Work request
Could you restate the whole listing word for word?

Input material
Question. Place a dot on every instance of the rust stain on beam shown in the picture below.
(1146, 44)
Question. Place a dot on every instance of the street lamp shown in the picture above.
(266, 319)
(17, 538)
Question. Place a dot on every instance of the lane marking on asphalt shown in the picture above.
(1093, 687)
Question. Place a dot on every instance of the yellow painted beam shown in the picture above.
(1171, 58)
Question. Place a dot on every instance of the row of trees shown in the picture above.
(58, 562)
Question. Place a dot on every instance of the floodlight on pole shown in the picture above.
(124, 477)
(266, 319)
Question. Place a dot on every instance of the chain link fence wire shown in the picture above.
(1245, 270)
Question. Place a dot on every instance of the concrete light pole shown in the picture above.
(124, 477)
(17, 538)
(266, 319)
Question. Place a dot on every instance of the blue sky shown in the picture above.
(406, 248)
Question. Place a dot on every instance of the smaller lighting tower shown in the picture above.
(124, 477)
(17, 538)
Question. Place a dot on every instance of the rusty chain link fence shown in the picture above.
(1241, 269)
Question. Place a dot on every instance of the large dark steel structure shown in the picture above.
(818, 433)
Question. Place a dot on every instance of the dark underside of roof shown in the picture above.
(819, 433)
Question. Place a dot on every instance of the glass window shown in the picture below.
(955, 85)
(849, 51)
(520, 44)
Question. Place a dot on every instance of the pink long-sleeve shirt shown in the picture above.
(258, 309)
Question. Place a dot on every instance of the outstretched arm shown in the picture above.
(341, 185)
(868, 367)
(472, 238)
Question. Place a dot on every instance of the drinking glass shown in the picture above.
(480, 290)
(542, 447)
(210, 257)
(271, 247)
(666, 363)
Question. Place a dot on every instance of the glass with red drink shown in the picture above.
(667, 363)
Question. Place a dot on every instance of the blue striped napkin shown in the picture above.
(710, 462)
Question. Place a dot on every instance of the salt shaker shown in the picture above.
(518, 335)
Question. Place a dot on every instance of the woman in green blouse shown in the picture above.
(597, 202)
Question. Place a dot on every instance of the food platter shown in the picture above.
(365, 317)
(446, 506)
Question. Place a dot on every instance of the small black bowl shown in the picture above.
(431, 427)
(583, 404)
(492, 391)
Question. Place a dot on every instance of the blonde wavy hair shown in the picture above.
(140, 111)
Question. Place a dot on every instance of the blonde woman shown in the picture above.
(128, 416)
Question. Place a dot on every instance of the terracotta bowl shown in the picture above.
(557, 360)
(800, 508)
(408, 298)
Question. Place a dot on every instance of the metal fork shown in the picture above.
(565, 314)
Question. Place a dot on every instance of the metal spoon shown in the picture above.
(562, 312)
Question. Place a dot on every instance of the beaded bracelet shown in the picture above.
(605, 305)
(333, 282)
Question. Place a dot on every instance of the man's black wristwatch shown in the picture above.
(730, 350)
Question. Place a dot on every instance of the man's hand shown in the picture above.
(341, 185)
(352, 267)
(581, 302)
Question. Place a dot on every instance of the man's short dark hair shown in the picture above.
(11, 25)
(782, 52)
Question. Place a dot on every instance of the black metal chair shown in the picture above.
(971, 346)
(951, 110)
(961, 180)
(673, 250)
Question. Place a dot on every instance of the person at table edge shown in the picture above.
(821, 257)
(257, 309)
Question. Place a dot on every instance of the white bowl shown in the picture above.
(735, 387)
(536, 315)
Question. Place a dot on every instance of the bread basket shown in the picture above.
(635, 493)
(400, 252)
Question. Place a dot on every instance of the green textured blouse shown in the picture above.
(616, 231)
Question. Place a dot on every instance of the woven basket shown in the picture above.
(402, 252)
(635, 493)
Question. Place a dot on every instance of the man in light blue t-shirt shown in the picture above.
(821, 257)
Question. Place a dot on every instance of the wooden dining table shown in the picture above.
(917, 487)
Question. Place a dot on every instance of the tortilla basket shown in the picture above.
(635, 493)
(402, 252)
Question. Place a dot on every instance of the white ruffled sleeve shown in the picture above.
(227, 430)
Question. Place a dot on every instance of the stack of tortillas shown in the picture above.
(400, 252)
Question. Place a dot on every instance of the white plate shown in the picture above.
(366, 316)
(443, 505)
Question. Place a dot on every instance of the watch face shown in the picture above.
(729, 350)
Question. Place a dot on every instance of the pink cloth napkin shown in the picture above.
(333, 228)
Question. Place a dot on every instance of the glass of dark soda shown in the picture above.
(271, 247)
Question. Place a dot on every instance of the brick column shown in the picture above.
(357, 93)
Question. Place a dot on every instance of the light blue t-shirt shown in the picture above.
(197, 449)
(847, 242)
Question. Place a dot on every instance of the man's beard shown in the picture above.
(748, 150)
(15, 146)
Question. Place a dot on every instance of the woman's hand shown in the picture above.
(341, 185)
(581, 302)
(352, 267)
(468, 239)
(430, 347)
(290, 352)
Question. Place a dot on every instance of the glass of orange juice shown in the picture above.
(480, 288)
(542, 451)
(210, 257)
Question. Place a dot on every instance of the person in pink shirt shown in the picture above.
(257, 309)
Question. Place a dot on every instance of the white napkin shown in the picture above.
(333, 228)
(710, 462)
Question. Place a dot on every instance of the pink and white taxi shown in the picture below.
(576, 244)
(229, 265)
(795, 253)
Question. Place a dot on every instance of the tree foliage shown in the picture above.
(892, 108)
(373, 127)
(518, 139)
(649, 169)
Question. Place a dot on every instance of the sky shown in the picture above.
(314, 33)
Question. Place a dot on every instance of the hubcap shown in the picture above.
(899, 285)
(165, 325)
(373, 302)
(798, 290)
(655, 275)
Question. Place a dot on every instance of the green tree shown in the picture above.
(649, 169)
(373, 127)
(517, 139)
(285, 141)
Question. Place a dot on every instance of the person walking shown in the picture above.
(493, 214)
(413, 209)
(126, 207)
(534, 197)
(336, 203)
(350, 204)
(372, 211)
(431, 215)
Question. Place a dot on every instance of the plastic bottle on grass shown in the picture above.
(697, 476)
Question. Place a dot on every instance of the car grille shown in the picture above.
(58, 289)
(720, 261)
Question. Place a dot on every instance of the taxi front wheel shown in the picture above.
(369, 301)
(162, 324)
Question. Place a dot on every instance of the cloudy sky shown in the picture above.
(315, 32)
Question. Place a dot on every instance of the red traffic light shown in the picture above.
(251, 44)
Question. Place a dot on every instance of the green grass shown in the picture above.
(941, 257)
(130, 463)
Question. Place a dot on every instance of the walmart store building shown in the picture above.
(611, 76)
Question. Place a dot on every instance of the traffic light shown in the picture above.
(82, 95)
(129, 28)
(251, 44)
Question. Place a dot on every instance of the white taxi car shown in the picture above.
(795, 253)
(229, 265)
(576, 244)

Solution below
Question. Place a dot on every instance of the rust stain on beam shown in the picture below.
(1146, 44)
Question. Place a dot on every instance of the street lamp shown in the picture above.
(266, 319)
(17, 538)
Question. Place a dot on every instance of the lane marking on asphalt shown in the picture above.
(1093, 687)
Question. Place a dot on every instance of the yellow painted beam shown in the picture above.
(1171, 58)
Question. Place a dot on every instance of the row of trees shown in the picture above.
(58, 562)
Question. Place a dot on every instance of the floodlight on pole shown in the picture above.
(124, 477)
(266, 319)
Question. Place a dot on every instance of the chain link fence wire shown in the picture above.
(1245, 270)
Question. Place a dot on every instance of the concrete light pole shown in the picture above.
(124, 477)
(17, 538)
(266, 319)
Question. Place a dot on every instance of the blue sky shown in the picture above.
(406, 248)
Question. Place a dot on every instance of the smaller lighting tower shown in the picture above.
(124, 477)
(17, 538)
Question. Place a dot on every instance of the rusty chain link fence shown in the picture above.
(1241, 269)
Question. Place a dot on every instance of the large dark steel structure shown in the picture above.
(818, 433)
Question. Place a dot on every instance of the dark underside of roof shown in the picture above.
(819, 433)
Question. Place a dot on every instance of the glass window shown in the picture below.
(955, 85)
(849, 51)
(520, 44)
Question. Place a dot on every instance of the pink long-sleeve shirt shown in the picture above.
(258, 309)
Question. Place a dot on every instance of the outstretched arm shown in the picture above.
(341, 185)
(868, 367)
(472, 238)
Question. Place a dot on every instance of the drinking glass shown in the picture above.
(480, 290)
(542, 447)
(210, 257)
(271, 247)
(666, 363)
Question. Place a dot on every instance of the glass with red drink shown in the picture above.
(667, 363)
Question. Place a dot on every instance of the blue striped napkin shown in the picture above.
(710, 462)
Question. Place a dot on every instance of the salt shaker shown in the picture above.
(518, 335)
Question. Place a dot on every instance of the woman in green blouse shown in the picture above.
(597, 202)
Question. Place a dot on every instance of the food platter shown in the picture above.
(365, 317)
(446, 506)
Question. Place a dot on every instance of the small black bowl shown in the picture above.
(431, 427)
(583, 404)
(492, 391)
Question. Place a dot on every instance of the blonde wavy hair shown in the picture above.
(140, 111)
Question. Place a dot on every instance of the blonde woman shown in the picture above.
(128, 416)
Question. Place a dot on every instance of the terracotta bowl shown in the picture above.
(557, 360)
(800, 508)
(408, 298)
Question. Place a dot on every instance of the metal fork shown in the picture above.
(565, 314)
Question. Place a dot on every instance of the metal spoon shown in the picture above.
(562, 312)
Question. Place a dot on every instance of the beaded bracelet shown in the picture above.
(605, 305)
(333, 282)
Question. Place a dot on every instance of the man's black wristwatch shown in the picture above.
(730, 350)
Question. Place a dot on every instance of the man's hand shown in the picture above.
(341, 185)
(352, 267)
(581, 302)
Question. Place a dot on every instance of the man's short dark hair shown in the picture above.
(11, 25)
(782, 52)
Question. Place a dot on every instance of the black metal chair shown in the picture above.
(971, 346)
(951, 110)
(961, 180)
(673, 250)
Question. Place a dot on every instance of the person at table edge shown in the picture above.
(821, 257)
(257, 309)
Question. Place a dot on every instance of the white bowl shown in the picture above.
(735, 387)
(536, 315)
Question. Place a dot on every instance of the bread basket shown in the picture above.
(635, 493)
(400, 252)
Question. Place a dot on every instance of the green textured blouse shown in the picture above.
(616, 231)
Question. Place a dot on every instance of the woven basket shown in the picture above.
(402, 252)
(635, 493)
Question. Place a dot on every instance of the man in light blue t-shirt shown in the picture above.
(821, 257)
Question. Place a dot on every instance of the wooden dining table shown in the picture above.
(917, 487)
Question. Place a dot on every instance of the tortilla basket shown in the picture above.
(635, 493)
(402, 252)
Question. Place a dot on every instance of the white ruffled sleeve shown in the picture above.
(227, 430)
Question. Place a dot on every instance of the stack of tortillas shown in the picture above.
(400, 252)
Question. Place a dot on every instance of the white plate shown in the picture above.
(366, 316)
(443, 505)
Question. Place a dot on every instance of the watch face shown in the picture above.
(729, 350)
Question. Place a dot on every instance of the pink cloth napkin shown in the picture above.
(333, 228)
Question. Place a dot on every instance of the glass of dark soda shown in the picture above.
(271, 247)
Question. Place a dot on every instance of the brick column shown in the picture above.
(357, 93)
Question. Place a dot on every instance of the light blue t-shirt shown in the picture above.
(197, 449)
(847, 242)
Question. Place a dot on every instance of the man's beard shown in the picture above.
(748, 150)
(15, 146)
Question. Place a dot on every instance of the woman's hand shown in the picture above.
(341, 185)
(581, 302)
(352, 267)
(468, 239)
(430, 347)
(290, 352)
Question. Place a dot on every instance of the glass of orange juice shown in the picture above.
(480, 288)
(542, 451)
(210, 257)
Question. Place a dot on every instance of the person in pink shirt shown in the picture above.
(257, 309)
Question. Place a dot on every instance of the white napkin shown in the picture above.
(333, 228)
(710, 462)
Question. Place a dot on every instance of the pink and white taxi shown in the picture below.
(576, 244)
(229, 265)
(795, 253)
Question. Place a dot on every instance of the tree foliage shown in the picture above.
(892, 108)
(373, 127)
(518, 139)
(649, 169)
Question. Place a dot on every instance of the sky shown in the picture above.
(314, 33)
Question. Place a dot on every instance of the hubcap shown in the picture above.
(899, 285)
(165, 325)
(373, 302)
(798, 290)
(655, 275)
Question. Place a dot on every instance of the green tree shown in the picture above.
(649, 169)
(373, 127)
(517, 139)
(285, 141)
Question. Place a dot on every instance of the person walking shown in the picture above.
(493, 214)
(413, 209)
(126, 207)
(534, 197)
(336, 203)
(350, 204)
(372, 211)
(431, 215)
Question. Place a dot on every instance of the plastic bottle on grass shown in the picture above.
(697, 476)
Question. Place a dot on every instance of the car grille shown in the picture above.
(58, 289)
(720, 261)
Question. Place a dot on every instance of the taxi front wheel shown in the picture above.
(369, 301)
(162, 324)
Question. Place a dot on every instance of the cloudy sky shown in the picture above.
(315, 32)
Question. Place a dot on every instance of the red traffic light shown in the picture above.
(251, 44)
Question. Place a dot on every instance of the green grass shown in the picture above.
(941, 257)
(130, 463)
Question. Place a dot on every instance of the walmart store building shown in the picture above.
(611, 76)
Question. Place a dot on every instance of the traffic light shown in the picture above.
(82, 95)
(129, 28)
(251, 44)
Question. Place a dot on every instance of the white taxi car shown in the picture above.
(795, 253)
(229, 265)
(576, 244)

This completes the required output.